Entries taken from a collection
──────

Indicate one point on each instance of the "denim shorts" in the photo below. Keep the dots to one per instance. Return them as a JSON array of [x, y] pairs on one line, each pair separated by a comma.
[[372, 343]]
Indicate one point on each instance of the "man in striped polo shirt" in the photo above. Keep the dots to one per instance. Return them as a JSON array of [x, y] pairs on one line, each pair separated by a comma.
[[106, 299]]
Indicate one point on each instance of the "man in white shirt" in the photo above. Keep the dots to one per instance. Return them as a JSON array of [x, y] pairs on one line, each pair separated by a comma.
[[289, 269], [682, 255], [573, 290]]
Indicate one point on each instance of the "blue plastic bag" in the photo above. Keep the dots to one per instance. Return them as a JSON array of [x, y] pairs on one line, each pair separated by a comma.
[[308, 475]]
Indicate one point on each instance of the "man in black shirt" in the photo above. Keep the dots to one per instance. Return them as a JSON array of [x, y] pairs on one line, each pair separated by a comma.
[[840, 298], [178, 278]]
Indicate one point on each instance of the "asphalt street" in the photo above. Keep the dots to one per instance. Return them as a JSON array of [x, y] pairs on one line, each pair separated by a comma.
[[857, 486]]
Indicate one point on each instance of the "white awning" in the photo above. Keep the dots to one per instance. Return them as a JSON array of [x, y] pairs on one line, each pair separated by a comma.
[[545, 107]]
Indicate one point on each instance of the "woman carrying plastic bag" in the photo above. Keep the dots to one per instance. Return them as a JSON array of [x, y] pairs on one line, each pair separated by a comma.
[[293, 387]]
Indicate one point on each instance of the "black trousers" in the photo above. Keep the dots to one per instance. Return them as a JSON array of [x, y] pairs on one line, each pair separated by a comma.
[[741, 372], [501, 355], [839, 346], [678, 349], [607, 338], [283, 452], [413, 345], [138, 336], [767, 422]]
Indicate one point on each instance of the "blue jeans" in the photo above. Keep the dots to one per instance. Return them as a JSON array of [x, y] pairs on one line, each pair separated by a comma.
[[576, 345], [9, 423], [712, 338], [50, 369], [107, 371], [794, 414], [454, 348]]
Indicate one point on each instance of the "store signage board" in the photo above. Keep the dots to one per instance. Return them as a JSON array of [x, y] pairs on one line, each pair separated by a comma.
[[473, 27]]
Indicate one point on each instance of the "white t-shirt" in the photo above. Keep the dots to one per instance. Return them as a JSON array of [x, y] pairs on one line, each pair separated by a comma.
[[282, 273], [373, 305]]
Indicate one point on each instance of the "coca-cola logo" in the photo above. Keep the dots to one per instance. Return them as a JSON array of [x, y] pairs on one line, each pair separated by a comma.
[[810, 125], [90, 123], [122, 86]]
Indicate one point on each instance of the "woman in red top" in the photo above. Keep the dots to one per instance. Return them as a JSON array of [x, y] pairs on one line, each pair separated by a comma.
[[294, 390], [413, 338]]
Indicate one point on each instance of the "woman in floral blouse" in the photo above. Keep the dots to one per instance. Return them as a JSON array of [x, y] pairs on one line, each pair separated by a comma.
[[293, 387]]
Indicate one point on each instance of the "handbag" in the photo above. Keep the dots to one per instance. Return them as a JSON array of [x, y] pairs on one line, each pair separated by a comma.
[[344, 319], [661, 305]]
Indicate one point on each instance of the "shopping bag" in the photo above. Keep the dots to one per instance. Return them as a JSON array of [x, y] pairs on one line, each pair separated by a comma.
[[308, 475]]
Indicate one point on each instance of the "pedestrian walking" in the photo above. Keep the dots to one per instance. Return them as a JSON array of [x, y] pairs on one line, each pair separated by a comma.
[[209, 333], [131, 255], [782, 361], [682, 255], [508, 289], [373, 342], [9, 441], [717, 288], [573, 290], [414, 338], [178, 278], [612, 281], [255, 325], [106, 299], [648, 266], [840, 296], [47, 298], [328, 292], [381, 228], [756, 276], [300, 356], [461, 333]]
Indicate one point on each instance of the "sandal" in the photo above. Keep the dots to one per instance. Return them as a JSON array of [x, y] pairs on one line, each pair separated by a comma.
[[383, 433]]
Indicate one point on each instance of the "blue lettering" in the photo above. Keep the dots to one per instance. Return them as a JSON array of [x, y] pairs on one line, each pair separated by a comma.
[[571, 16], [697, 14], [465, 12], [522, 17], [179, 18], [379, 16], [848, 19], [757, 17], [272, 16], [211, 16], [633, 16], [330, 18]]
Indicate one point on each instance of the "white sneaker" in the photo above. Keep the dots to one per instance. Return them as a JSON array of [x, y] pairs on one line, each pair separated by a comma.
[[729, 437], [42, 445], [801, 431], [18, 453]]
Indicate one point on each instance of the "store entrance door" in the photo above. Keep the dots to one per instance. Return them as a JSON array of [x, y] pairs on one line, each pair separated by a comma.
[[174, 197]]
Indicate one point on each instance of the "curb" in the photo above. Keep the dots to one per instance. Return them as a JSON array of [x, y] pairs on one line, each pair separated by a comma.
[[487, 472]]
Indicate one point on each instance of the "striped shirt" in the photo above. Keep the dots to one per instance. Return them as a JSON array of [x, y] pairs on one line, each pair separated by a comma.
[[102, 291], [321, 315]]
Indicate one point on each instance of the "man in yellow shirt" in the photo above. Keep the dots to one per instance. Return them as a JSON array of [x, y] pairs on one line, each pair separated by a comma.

──────

**TO BE DONE**
Render the items above, from the start up to and including the line with "[[372, 343]]", as a two-column CSV with the columns label_request and points, one row per item. Put each text and each answer in its own quoted field, with line breaks turned into spaces.

**WRITTEN RESPONSE**
label_request,points
"Indicate one point on each instance of the ""denim shorts"" in the photo below. Keep the dots to one per instance. Return them as a JSON array of [x, y] pairs on one line, each pair separated by a comma.","[[372, 343]]"